---------- Dataset content ----------

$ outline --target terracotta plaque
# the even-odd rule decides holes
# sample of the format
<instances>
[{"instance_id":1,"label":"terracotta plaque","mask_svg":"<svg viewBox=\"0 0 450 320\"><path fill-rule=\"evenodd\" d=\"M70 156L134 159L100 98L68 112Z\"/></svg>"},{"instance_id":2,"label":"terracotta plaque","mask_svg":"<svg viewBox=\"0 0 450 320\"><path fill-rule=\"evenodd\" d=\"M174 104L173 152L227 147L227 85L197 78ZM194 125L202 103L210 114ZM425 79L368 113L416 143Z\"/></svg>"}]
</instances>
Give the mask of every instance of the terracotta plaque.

----------

→ **Exercise directions**: Copy the records above verbatim, keeping every line and character unchanged.

→ **Written response**:
$ outline --target terracotta plaque
# the even-odd rule decides holes
# sample of the format
<instances>
[{"instance_id":1,"label":"terracotta plaque","mask_svg":"<svg viewBox=\"0 0 450 320\"><path fill-rule=\"evenodd\" d=\"M70 156L134 159L100 98L68 112Z\"/></svg>"},{"instance_id":2,"label":"terracotta plaque","mask_svg":"<svg viewBox=\"0 0 450 320\"><path fill-rule=\"evenodd\" d=\"M174 104L173 152L227 147L227 85L197 78ZM194 125L202 103L210 114ZM425 79L368 113L416 143Z\"/></svg>"}]
</instances>
Give the mask of every instance of the terracotta plaque.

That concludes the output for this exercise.